More Problems for Rye Partnership in 2005

Partnership’s Plan Collapses

The collapse of Rye Partnership’s plan to construct a building that would house Rye Library has coincided with the call from a group of Rye residents, directly to the Government, to open an independent inquiry into the Partnership’s affairs, claiming there is a lack of ‘financial clarity’ and ‘tangible achievement’ in the town.

Peter Jones
Peter Jones

These are very serious charges, especially in the light of County Council Leader and former Partnership Chairman Peter Jones’ claim that £10,000,000 had been disbursed around the town in the seven years since the Partnership was formed.

Councillor Jones has responded to the critics by listing the achievements of the Partnership, saying that £5,000,000 alone was being spent on safeguarding the future of the Rye fishing industry.

He went on to say that if the Partnership was criticised then that criticism would fall on almost every organisation in Rye who were represented on the Partnership or had benefited from it.

He commented that “Rye had lots of people who were wingers but are not prepared to get in and do something for the community – If they did I would have more respect for them”.

▶ _ROWS_

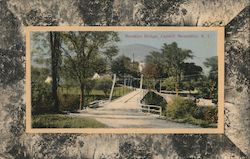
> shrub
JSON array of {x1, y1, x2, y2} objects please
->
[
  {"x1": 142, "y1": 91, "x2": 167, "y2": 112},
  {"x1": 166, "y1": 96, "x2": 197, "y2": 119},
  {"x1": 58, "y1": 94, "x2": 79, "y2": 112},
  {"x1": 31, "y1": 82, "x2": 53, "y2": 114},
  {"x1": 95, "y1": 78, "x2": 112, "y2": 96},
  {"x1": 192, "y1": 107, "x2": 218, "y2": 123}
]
* * *
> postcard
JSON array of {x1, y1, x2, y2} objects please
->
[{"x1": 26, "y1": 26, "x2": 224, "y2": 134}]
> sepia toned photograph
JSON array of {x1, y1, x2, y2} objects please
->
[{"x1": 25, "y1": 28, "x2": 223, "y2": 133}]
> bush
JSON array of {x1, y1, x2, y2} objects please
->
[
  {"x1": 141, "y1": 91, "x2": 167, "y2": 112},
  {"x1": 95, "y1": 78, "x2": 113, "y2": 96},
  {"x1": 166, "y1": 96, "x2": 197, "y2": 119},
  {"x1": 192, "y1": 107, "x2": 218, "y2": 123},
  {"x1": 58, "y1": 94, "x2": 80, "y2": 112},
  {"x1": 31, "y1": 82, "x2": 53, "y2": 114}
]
---
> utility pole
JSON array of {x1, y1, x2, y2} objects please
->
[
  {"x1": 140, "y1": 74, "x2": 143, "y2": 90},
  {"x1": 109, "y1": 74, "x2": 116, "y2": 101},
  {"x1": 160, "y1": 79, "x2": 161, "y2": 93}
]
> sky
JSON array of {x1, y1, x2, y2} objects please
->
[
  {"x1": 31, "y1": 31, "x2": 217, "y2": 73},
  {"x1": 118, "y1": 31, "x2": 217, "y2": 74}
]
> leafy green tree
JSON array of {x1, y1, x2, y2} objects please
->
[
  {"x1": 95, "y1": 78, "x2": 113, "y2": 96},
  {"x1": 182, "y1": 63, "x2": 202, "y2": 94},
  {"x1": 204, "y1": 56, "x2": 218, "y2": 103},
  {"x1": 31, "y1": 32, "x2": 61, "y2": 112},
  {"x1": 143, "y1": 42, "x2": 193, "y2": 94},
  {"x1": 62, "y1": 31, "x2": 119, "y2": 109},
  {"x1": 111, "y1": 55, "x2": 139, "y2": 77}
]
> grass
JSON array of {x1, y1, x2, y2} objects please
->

▶ _EXERCISE TASKS_
• A. List every title or role given to Peter Jones in the article on Rye Partnership.
• B. According to the article on Rye Partnership, how much money was being spent on safeguarding the future of the Rye fishing industry?
• C. Carry on writing the article on Rye Partnership from the point where it stops.
The records have nothing to do with what comes next.

▶ _EXPECTED RESULTS_
• A.
County Council Leader
former Partnership Chairman
Councillor

• B. £5,000,000

• C.
How the Partnership Works

Despite the fact that the Partnership is made up, in part, of representatives from all sections of the community they cease to remain true representatives once they become Directors of the Partnership and their allegiance (by law) must favour the Partnership. Their standing as Town Councillors, District Councillors, Chairmen etc. of various town organisations gives the Partnership the look of a democratic body when, in fact, it is a self governing body paying very little respect to the views of the true elected representatives of Rye, the Town Council. The fact that there are three Rye Councillors represented on the Partnership does not mean that requirements of the Town Council are considered when it comes to projects being put forward by the Partnership.

The Partnership’s paid staff research funding. Most of this comes from SEEDA (South East England Development Agency). This funding is very specific and can only be claimed after a project has undergone a ‘feasibility study’. These studies vary in price usually £20,000 or £40,000. This cash is provided by SEEDA once satisfactory paperwork and plans have been prepared by the Partnership. When the ‘feasibility study’ is completed ‘matched’ funding is sometimes required. This means that for a £100,000 scheme £50,000 is put up by SEEDA and the other £50,000 must be raised by way of grants from East Sussex County Council, Rother District Council and even out of Rye Town Council’s small precept. To operate, the Partnership commission is taken from grants. Other supporting cash measures come from Rother and SEEDA.

Where does SEEDA get its money? From the Government!

The whole system is much more complicated than described and even a fool could see that it would be far less expensive and more even-handed to disband SEEDA, close down the Partnership, split all its funding grants on a per capita basis and send Rye’s share to our elected Town Council to spend and allocate for the true benefit of everyone in this town. This will not happen, of course, because SEEDA is all part of our link into Europe.

Despite the NO vote for the North East Elected Regional Assembly they still have an non elected Regional Assembly in the North East as we still have in the South East, made up of voluntary partnership members.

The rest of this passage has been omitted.